### [DOKUMENTTEXT]
# Mehrere Server in einer Domäne



## Dommas (12. Juli 2004)

Hallo Leute

Ich habe eine Domäne mit drei Servern, jedoch weiss ich nicht genau, wie ich die zwei Server, welche nicht als Domänencontroller arbeiten, in die Domäne einbinden kann.

Auf allen Servern ist Windows 2003 Server installiert. Auf dem Domänencontroller (dort läuft DNS & DHCP) wurde ein Bereich definiert, aus dem den Clients IP-Adressen zugewiesen werden (192.68.97.11 - 192.168.97.55). Die beiden anderen Server haben die IPS ....97.233 und .244. Wie kann ich die jetzt fix einbinden, ohne dass die eine IP aus dem reservierten Range erhalten? Irgendwie fehlt mir noch das nötige Wissen, um so ein 3-Server-Netz aufzubauen...

### [AUFGABENSTELLUNG]
Führen Sie den Forumsbeitrag zum Einbinden zweier Server in eine Windows-2003-Domäne nach seinem letzten Satz weiter.

### [MATERIALLISTE]
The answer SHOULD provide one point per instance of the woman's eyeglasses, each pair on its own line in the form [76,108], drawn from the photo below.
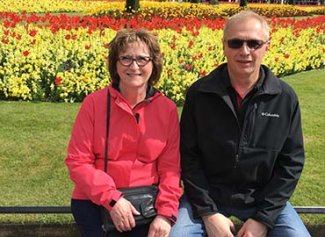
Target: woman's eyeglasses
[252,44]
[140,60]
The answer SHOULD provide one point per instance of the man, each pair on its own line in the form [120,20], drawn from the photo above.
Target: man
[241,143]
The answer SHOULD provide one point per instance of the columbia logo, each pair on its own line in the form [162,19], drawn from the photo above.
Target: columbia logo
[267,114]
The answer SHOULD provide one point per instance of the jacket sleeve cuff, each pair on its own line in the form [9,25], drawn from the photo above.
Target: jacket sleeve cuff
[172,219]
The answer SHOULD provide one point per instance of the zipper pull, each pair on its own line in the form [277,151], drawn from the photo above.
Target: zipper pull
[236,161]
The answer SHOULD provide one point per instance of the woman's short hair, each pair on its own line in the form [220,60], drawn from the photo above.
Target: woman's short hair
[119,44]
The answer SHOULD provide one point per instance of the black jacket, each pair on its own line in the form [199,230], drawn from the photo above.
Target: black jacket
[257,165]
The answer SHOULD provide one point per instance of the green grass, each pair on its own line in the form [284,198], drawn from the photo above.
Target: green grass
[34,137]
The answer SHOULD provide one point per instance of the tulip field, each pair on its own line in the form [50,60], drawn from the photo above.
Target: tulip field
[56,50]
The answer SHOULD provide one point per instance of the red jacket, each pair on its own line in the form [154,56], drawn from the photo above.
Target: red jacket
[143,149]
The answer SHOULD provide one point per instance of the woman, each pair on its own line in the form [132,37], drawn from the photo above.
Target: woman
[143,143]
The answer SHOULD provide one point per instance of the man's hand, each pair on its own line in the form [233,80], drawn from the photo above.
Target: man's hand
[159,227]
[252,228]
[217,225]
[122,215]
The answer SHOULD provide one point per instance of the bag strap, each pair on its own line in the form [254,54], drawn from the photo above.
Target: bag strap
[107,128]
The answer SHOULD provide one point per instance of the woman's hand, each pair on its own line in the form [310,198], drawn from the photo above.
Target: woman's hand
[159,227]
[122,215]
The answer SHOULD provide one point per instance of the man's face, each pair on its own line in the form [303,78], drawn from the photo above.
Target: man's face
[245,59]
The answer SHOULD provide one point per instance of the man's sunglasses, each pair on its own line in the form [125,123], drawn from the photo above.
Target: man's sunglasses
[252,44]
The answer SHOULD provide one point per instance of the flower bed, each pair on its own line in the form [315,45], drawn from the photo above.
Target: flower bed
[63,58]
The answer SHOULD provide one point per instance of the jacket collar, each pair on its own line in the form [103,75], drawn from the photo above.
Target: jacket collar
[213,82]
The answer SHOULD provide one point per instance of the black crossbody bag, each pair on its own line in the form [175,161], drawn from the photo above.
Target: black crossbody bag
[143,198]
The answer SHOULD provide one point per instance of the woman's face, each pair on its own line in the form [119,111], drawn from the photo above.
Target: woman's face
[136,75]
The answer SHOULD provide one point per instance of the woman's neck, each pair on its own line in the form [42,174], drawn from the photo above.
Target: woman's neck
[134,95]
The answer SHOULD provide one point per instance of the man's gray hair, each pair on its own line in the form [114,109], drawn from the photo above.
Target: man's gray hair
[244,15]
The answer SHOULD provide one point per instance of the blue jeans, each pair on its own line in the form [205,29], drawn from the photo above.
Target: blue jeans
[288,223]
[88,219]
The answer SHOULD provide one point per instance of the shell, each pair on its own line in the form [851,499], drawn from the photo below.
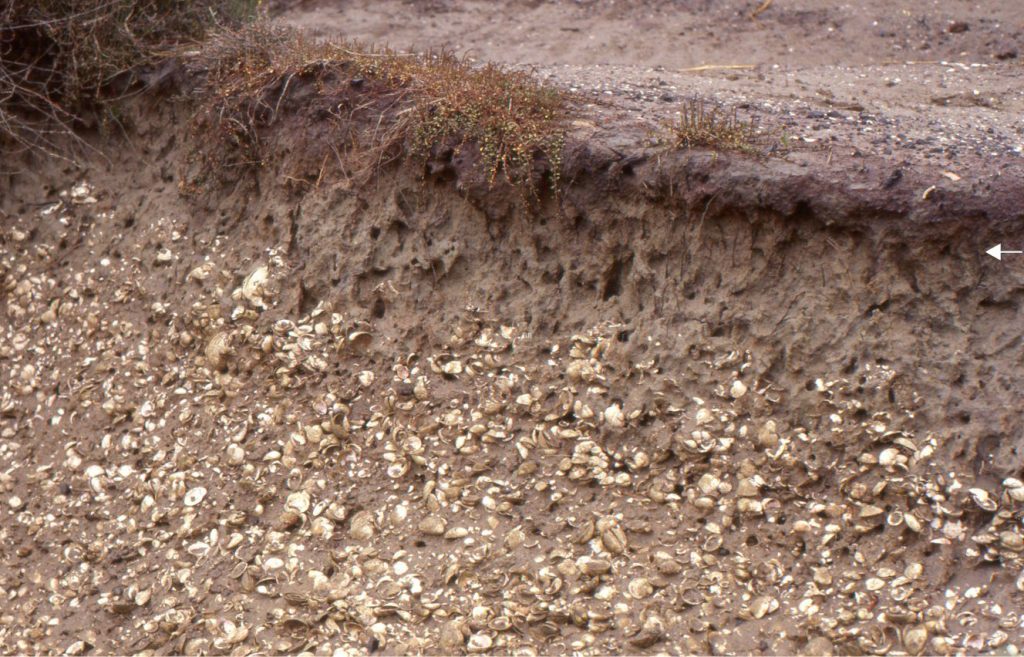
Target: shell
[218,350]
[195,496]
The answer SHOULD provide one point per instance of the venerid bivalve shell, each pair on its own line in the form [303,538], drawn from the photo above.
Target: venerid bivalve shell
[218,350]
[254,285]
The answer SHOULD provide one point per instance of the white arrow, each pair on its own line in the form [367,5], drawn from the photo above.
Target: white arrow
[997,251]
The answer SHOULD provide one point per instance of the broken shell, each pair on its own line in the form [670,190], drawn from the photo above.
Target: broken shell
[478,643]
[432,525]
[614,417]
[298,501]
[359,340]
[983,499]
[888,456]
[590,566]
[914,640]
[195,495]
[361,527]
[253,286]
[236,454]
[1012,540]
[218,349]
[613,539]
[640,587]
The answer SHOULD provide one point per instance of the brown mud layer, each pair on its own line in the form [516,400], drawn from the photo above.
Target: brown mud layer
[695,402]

### [ANTWORT]
Vielen Dank für Eure Hilfe!

Gruss Thomas


----------



## SixDark (12. Juli 2004)

Theoretisch mußt Du doch nur auf den beiden Servern DHCP deaktivieren und ihnen einfach eine feste IP-Addy eintragen. Dann fragen sie auch nicht beim DHCP-Server nach einer Addy, weil sie ja schon eine haben...

MfG
..::SD::..


----------



## Dommas (12. Juli 2004)

Nun ja, so in etwa hab ich das auch gemacht. Ds heisst, nach dem Aufsetzen von Windows 2003 Server habe ich einfach keine Funktionen definiert, welche die zwei Mitgliedsserver ausführen sollen. Folglich ist auch DHCP nicht aktiviert. Ich habe ihnen dann eine fixe IP gegeben. Ich kann von einem Client auch ca. 10 Minuten zugreifen und werden in der Netzwerkumgebung angezeigt aber dann plötzlich habe ich keinen Zugriff mehr. Muss ich denn DNS & Standard-Gateway auch angeben bei den zwei Servern?

Gruss Thomas


Edit: Muss ich auf dem Domänencontroller dann ein Benutzerkonto einrichten und mich auf den Mitgliedsservern mit diesem Konto anmelden? Oder melde ich mich normal als Administrator auf den Servern an (an der Domäne, nicht lokal)?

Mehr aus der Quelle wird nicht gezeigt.